» **Records for the task**:
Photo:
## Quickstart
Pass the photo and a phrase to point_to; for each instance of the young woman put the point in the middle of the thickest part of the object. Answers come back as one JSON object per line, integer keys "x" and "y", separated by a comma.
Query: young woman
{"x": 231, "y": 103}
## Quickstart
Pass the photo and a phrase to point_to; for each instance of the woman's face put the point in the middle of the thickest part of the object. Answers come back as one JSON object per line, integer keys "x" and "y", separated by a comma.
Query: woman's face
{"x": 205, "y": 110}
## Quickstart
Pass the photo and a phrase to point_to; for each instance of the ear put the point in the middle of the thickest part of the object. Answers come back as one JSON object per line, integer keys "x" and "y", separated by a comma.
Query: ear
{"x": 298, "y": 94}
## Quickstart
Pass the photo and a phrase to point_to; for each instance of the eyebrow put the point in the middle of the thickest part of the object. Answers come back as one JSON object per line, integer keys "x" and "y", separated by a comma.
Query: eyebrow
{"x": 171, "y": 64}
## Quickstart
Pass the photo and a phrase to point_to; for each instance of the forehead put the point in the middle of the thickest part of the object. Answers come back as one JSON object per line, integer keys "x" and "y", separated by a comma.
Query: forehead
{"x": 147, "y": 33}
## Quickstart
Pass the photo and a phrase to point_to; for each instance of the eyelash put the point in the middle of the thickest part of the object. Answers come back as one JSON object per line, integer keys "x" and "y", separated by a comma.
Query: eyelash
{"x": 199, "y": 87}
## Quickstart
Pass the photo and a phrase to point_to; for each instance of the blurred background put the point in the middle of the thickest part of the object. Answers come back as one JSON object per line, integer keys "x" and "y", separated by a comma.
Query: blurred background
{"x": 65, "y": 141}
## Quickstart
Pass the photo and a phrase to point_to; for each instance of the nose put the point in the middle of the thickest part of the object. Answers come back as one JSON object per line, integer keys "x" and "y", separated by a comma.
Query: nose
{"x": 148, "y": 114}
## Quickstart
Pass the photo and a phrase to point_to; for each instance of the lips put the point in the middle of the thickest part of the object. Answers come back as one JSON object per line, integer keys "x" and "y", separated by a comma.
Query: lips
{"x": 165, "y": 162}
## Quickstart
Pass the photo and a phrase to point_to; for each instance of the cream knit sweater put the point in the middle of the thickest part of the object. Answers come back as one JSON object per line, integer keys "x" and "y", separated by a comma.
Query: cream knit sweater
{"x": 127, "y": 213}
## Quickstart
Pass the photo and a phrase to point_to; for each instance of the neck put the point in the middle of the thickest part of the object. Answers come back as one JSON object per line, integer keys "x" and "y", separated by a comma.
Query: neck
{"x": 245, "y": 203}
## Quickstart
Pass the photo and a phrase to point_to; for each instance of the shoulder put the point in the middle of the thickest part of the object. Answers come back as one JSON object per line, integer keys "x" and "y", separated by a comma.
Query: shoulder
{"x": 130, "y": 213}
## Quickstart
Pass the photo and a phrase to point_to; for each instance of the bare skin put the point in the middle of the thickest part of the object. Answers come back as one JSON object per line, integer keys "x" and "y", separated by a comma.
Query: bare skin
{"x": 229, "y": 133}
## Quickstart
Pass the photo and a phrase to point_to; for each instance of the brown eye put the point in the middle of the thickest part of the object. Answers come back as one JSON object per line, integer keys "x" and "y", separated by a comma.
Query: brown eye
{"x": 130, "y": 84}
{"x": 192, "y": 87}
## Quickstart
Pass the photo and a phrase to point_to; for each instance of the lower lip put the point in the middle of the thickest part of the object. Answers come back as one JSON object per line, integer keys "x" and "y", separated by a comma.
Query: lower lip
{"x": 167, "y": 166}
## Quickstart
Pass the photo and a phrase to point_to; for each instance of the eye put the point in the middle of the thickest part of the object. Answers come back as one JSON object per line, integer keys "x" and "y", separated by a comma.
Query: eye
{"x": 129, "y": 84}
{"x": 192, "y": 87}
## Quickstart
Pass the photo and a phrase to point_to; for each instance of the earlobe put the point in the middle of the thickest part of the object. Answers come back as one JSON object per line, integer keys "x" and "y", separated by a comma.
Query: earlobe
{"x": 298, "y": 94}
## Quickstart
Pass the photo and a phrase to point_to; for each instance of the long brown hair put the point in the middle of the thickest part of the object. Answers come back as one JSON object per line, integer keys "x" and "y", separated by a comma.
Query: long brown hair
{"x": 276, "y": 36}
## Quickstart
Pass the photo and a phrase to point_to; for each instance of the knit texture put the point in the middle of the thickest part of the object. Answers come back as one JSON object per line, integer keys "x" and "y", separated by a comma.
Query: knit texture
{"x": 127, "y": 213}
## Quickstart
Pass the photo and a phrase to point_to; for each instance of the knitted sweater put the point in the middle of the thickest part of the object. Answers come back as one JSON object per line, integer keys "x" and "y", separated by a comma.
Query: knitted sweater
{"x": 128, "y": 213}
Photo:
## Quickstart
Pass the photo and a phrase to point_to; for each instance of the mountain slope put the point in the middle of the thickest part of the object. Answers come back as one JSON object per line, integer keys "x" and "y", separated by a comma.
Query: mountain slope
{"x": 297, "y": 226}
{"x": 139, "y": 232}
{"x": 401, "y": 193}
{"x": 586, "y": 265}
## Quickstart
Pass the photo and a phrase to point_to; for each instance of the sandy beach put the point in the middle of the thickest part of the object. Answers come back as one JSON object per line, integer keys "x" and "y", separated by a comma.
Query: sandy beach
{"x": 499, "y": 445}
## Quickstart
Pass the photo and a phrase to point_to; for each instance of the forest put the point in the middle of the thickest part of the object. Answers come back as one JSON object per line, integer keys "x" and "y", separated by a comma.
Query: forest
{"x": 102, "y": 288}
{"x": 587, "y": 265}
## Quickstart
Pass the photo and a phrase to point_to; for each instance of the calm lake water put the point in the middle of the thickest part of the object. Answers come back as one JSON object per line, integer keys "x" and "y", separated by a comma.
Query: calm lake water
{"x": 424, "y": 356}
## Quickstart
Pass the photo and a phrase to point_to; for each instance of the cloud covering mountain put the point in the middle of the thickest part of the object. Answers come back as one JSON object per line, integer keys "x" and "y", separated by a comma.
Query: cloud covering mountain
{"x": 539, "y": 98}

» **Exercise description**: Reproduce the complete set of lines precisely as supplied.

» **Output for this task**:
Photo:
## Quickstart
Pass the photo and a phrase to point_to; for each instance of the young woman put the point in the middle of the thickest part of the object. Answers come back as one JSON object per line, integer keys "x" and "y", separated by a comma.
Query: young woman
{"x": 231, "y": 103}
## Quickstart
Pass the photo and a phrase to point_to; for each instance of the woman's face put the point in the middle of the thickest part of the object. Answers come back as one JSON object per line, integer keys "x" and "y", separated by a comma.
Query: woman's face
{"x": 205, "y": 110}
## Quickstart
Pass the photo and a phrase to point_to; for each instance of the ear put the point in the middle of the thickest part of the object. Answers come back as one JSON object per line, integer keys "x" and "y", separated by a comma.
Query: ear
{"x": 298, "y": 94}
## Quickstart
Pass the photo and a phrase to point_to; for each instance of the eyebrow put the point in the middle of the thickest part of the object. Answers come back as one JSON object per line, integer keys "x" and "y", separated by a comma.
Query: eyebrow
{"x": 171, "y": 64}
## Quickstart
Pass the photo and a phrase to point_to; for each instance of the forehead put the point in the middle of the thickest part of the object. Answers come back as one JSON object per line, integer keys "x" and "y", separated by a comma.
Query: forehead
{"x": 147, "y": 33}
## Quickstart
Pass the photo and a phrase to point_to; for each instance of the eyelash put the point in the middle of the thickest part of the object. Answers come back as one JSON object per line, integer keys "x" and "y", separated by a comma.
Query: eyelash
{"x": 199, "y": 87}
## Quickstart
Pass the photo and a phrase to point_to; for each instance of the blurred background put the point in the middle of the thickest part of the object. Answers come back as one JSON object per line, integer keys "x" and "y", separated by a comma.
Query: blurred background
{"x": 65, "y": 141}
## Quickstart
Pass the photo and a phrase to point_to; for each instance of the nose put the point in the middle of the thickest part of the object. Answers come back as one JSON object per line, integer keys "x" and "y", separated by a comma.
Query: nose
{"x": 148, "y": 114}
## Quickstart
Pass the photo and a phrase to point_to; for each instance of the lips put the point in the middle of the thickest part of the object. Answers come back as one JSON object per line, integer keys "x" and "y", separated by a comma.
Query: lips
{"x": 165, "y": 162}
## Quickstart
Pass the photo and a phrase to point_to; for each instance of the cream knit sweater put the point in the middle of the thickest part of the object. Answers come back as one JSON object per line, integer keys "x" and "y", separated by a comma.
Query: cream knit sweater
{"x": 127, "y": 213}
## Quickstart
Pass the photo and a phrase to point_to; for each instance of the neck put the point in the middle of the thickest part of the object. Answers come back as one JSON object per line, integer keys "x" and "y", separated by a comma.
Query: neck
{"x": 245, "y": 203}
## Quickstart
Pass the photo and a phrase to point_to; for each instance of the shoulder put the point in the middle of the thickest part of the object. Answers come back as one JSON object per line, integer keys "x" and "y", separated by a comma.
Query: shoulder
{"x": 130, "y": 213}
## Quickstart
Pass the photo and a phrase to point_to; for each instance of the bare skin put the point in the middle of the thickest part of the object. Answers come back as one JSON object per line, integer keys "x" and "y", separated by a comma.
Query: bare skin
{"x": 229, "y": 133}
## Quickstart
Pass the photo and a phrase to point_to; for each instance of the brown eye put the point in the middle of the thickest part of the object. Answers come back as one JSON object per line, integer keys "x" and "y", separated by a comma.
Query: brown eye
{"x": 130, "y": 84}
{"x": 192, "y": 87}
## Quickstart
Pass the photo and a phrase to point_to; for each instance of the lower lip put the point in the middle of the thickest part of the object. Answers come back as one JSON object per line, integer keys "x" and "y", separated by a comma.
Query: lower lip
{"x": 167, "y": 166}
## Quickstart
Pass the photo and a phrase to point_to; for each instance of the eye put the point in the middle of the thickest part of the object. Answers come back as one JSON object per line, integer keys "x" and "y", separated by a comma.
Query: eye
{"x": 129, "y": 84}
{"x": 192, "y": 87}
## Quickstart
Pass the photo and a phrase to point_to; for each instance of the earlobe put the point in the middle of the thickest part of the object. Answers come back as one JSON object per line, integer keys "x" and "y", separated by a comma.
Query: earlobe
{"x": 298, "y": 94}
## Quickstart
Pass the photo and a phrase to point_to; for each instance of the long brown hair put the point in the middle of the thickest part of the object. Answers come back as one JSON object per line, integer keys "x" and "y", separated by a comma.
Query: long brown hair
{"x": 276, "y": 36}
## Quickstart
Pass the photo and a phrase to point_to; for each instance of the knit texture put the point in the middle of the thickest part of the object. Answers come back as one JSON object per line, integer keys "x" and "y", separated by a comma.
Query: knit texture
{"x": 127, "y": 213}
## Quickstart
Pass the photo and a phrase to point_to; for each instance of the knitted sweater put the point in the middle of the thickest part of the object. Answers come back as one JSON object per line, integer keys "x" and "y", separated by a comma.
Query: knitted sweater
{"x": 128, "y": 213}
Photo:
## Quickstart
Pass the photo and a phrase to point_to; for each instance of the mountain slope put the point in the middle of the thickest part of the object. Answers come back as one JSON object per line, integer keys "x" and "y", separated by a comma.
Query: mountain slope
{"x": 297, "y": 226}
{"x": 139, "y": 232}
{"x": 401, "y": 193}
{"x": 586, "y": 265}
## Quickstart
Pass the photo and a phrase to point_to; for each instance of the sandy beach put the point in the middle of the thickest part of the object. Answers come back as one JSON object per line, integer keys "x" and "y", separated by a comma.
Query: sandy beach
{"x": 499, "y": 445}
## Quickstart
Pass the photo and a phrase to point_to; for each instance of the forest put the point in the middle of the thickest part of the object. Answers come back as one JSON object per line, integer keys "x" and "y", separated by a comma.
Query: forest
{"x": 102, "y": 288}
{"x": 587, "y": 265}
## Quickstart
Pass the photo and a phrase to point_to; for each instance of the calm lake water put the point in the middle of the thickest part of the object. Answers come back as one JSON object per line, integer keys "x" and "y", separated by a comma.
Query: calm lake water
{"x": 424, "y": 356}
## Quickstart
Pass the photo and a phrase to point_to; for each instance of the cloud covering mountain put the point in the middle of the thickest part of the object. Answers come back as one JSON object per line, integer keys "x" and "y", separated by a comma.
Query: cloud covering mountain
{"x": 539, "y": 98}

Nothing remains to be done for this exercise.